→ Do this
Revise the listing below by replacing every occurrence of "Spot" with "Locate" and keeping everything else the same.

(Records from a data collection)
»»

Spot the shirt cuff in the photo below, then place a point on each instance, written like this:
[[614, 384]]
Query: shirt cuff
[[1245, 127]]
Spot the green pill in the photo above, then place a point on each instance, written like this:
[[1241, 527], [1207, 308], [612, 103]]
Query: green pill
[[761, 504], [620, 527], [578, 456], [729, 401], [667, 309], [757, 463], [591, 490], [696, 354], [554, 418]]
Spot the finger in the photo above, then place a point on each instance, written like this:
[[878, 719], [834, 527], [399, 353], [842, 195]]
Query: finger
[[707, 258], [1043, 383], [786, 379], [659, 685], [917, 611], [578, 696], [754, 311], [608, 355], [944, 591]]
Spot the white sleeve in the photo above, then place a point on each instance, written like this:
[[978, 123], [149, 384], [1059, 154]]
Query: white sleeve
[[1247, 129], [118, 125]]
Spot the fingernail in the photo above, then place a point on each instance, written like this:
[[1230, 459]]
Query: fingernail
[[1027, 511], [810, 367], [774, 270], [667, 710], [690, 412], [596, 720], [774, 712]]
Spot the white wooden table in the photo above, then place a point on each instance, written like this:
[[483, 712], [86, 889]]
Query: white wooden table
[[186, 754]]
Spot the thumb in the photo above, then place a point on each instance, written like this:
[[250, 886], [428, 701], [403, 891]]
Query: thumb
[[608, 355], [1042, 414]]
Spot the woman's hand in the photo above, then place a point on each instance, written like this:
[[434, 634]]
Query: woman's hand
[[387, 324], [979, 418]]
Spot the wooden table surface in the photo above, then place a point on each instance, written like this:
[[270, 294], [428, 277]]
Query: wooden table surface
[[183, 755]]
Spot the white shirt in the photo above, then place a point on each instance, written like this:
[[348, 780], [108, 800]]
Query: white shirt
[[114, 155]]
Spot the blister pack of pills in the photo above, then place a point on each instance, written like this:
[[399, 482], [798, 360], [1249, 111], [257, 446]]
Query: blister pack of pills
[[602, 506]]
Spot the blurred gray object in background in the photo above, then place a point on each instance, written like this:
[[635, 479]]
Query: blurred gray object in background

««

→ In response
Locate the shirt cuff in the photo below, then place a point on each instance, written like this:
[[614, 384]]
Query: shirt cuff
[[1245, 127]]
Locate the green pill in the photo above, then place a point on each instance, written like this:
[[1241, 527], [1207, 308], [612, 103]]
Query: green pill
[[761, 504], [620, 527], [578, 456], [729, 401], [667, 309], [757, 463], [591, 490], [696, 354], [554, 418]]
Locate the finger in the photo above, then place a point on each instance, written like this:
[[878, 719], [834, 527], [399, 353], [842, 195]]
Query: finger
[[707, 258], [1043, 383], [786, 379], [659, 685], [917, 611], [578, 696], [754, 311], [608, 355], [944, 591]]
Locate the white sleeve in the photo above, then place a point on each instance, written like this:
[[978, 123], [149, 384], [1059, 154]]
Query: white sleeve
[[1247, 129], [118, 125]]
Locate the fingernail in the photo above, then place a point on each instance, written like this:
[[1230, 459]]
Query: fingernail
[[1027, 511], [810, 367], [774, 270], [667, 710], [690, 412], [596, 720], [774, 712]]
Locate the white wooden table in the photo above, then place a point on each instance, written like this:
[[483, 712], [86, 889]]
Query: white wooden table
[[186, 754]]
Locate the thumb in the photo above, then place a point on each instance, written like this:
[[250, 886], [428, 701], [403, 891]]
Query: thumb
[[608, 355], [1042, 414]]
Locate the woman's hand in the photo above, then place a point on each instance, written like this:
[[434, 634]]
Query: woman's hand
[[387, 324], [979, 418]]
Locate the wooden table surface in the photo above, then place a point on each instance, written like this:
[[270, 294], [428, 277]]
Query: wooden table surface
[[183, 755]]
Locate the white shirt in the photo above, then place a point on each instance, written like this:
[[348, 780], [108, 800]]
Query: white shirt
[[114, 155]]
Locate the blister pack of pills in the photo above, then place a point on each instance, written like this:
[[399, 482], [798, 360], [1249, 111], [257, 446]]
Query: blister pack of pills
[[602, 506]]
Locate the blurred gray object in background in the photo above, then place a point on each instance, written like this:
[[635, 479]]
Query: blurred gray object in background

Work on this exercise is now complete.